# What this exercise asks
1. In the post below on workshop style, what did the host wrap around each gift box?
2. Reproduce word for word the passage of the workshop-style post below that starts with "I'll do a full" and ends with "to their clients.".

# Selected text
What Your Workshop Needs: A Dose of Style


Last night, I hosted the first ever #BossLadyBash here in Montana.

I'll do a full recap next week but simply put? It was amazing. The high that comes from hosting an event or doing live coaching or speaking is one that is hard to get in any other medium.

Once you do it, you won't be able to get enough.

Part of the #BossLadyBash that was so important to me was having a great client experience, which I talk about ad nauseum.

But there are about 1000 ways to make a client experience great, and it changes from event to event.

For the #BossLadyBash, I knew I was inviting creatives from around the state to come to this event and meet each other in a non-competitive, collaborative way. But I also really, really wanted it to be pretty. Because so many of them dedicate their working lives to creating beauty and significance to their clients.

And I wanted to do that for each one of them.

I created these amazing gift boxes, with prints and scratch pads from Birdwalk Press, single-shot coffee paks from Little Red Wagon, cookies from Whipped, and a hand-written Thank You note from me.

It probably would have been fine to package all this stuff up in a paper bag and called it good.

But I knew that the details of these gift boxes were important to me. So I styled them in Uline craft boxes, with krinkly cut paper packaging in branded colors (from the dollar store!), and enclosed each box with baker's twine (ribbon was wildly expensive and I would have needed 5 feet for each box! So much!).

Were these details essential? Not really.

Did they cause me a lot of stress? Yes.

Did it pay off? I'm not quite sure yet, but what I do know is that the style of these little boxes made me feel like the effort I put into this event reflected what I wanted my participants to get out of it.

So how does this pertain to you?

Style is important, even if you're simply hosting a two-hour workshop or networking event.

(Records in a dataset)

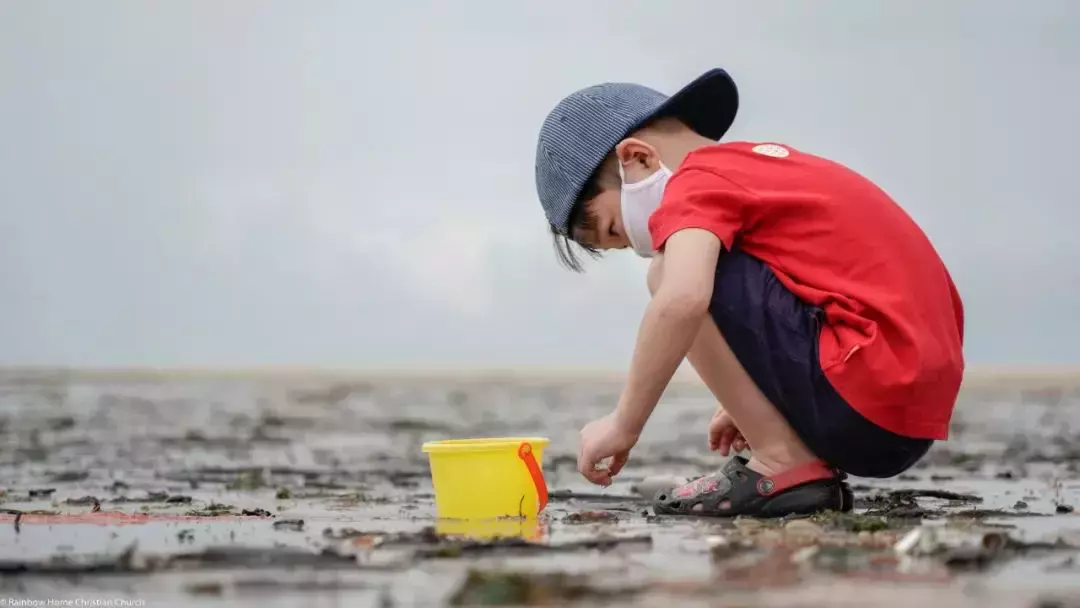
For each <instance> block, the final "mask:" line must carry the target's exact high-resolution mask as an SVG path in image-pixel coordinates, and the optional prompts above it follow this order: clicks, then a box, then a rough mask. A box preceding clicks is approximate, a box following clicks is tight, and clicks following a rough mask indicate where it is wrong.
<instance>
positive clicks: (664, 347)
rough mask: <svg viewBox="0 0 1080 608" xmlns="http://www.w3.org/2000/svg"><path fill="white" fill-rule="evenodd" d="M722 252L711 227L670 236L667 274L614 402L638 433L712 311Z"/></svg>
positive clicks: (624, 417)
mask: <svg viewBox="0 0 1080 608" xmlns="http://www.w3.org/2000/svg"><path fill="white" fill-rule="evenodd" d="M719 253H720V241H719V239H718V238H717V237H716V235H715V234H713V233H712V232H710V231H707V230H702V229H697V228H691V229H686V230H680V231H678V232H676V233H675V234H673V235H672V237H671V238H669V239H667V243H666V245H665V251H664V262H663V264H664V267H663V278H662V280H661V281H660V285H659V287H658V288H657V289H656V293H654V295H653V297H652V300H651V301H650V302H649V306H648V308H647V309H646V312H645V319H644V320H643V321H642V327H640V330H639V333H638V337H637V344H636V347H635V348H634V357H633V361H632V363H631V368H630V377H629V379H627V382H626V387H625V390H624V391H623V393H622V396H621V398H620V400H619V405H618V407H617V408H616V416H617V418H618V419H619V422H620V425H624V428H626V429H629V430H630V431H631V432H633V433H634V434H635V435H636V434H639V433H640V431H642V429H643V428H644V427H645V422H646V421H647V420H648V419H649V416H650V415H651V414H652V410H653V409H654V408H656V406H657V402H659V401H660V396H661V395H662V394H663V392H664V389H666V388H667V383H669V382H671V379H672V377H673V376H674V375H675V371H676V369H678V366H679V364H681V362H683V360H684V359H685V357H686V354H687V352H689V350H690V347H691V346H692V344H693V340H694V338H696V337H697V335H698V332H699V329H700V328H701V324H702V323H703V322H704V320H705V315H706V314H707V313H708V305H710V301H711V300H712V296H713V281H714V276H715V274H716V259H717V257H718V256H719Z"/></svg>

# Results of the exercise
1. Baker's twine.

2.
I'll do a full recap next week but simply put? It was amazing. The high that comes from hosting an event or doing live coaching or speaking is one that is hard to get in any other medium.

Once you do it, you won't be able to get enough.

Part of the #BossLadyBash that was so important to me was having a great client experience, which I talk about ad nauseum.

But there are about 1000 ways to make a client experience great, and it changes from event to event.

For the #BossLadyBash, I knew I was inviting creatives from around the state to come to this event and meet each other in a non-competitive, collaborative way. But I also really, really wanted it to be pretty. Because so many of them dedicate their working lives to creating beauty and significance to their clients.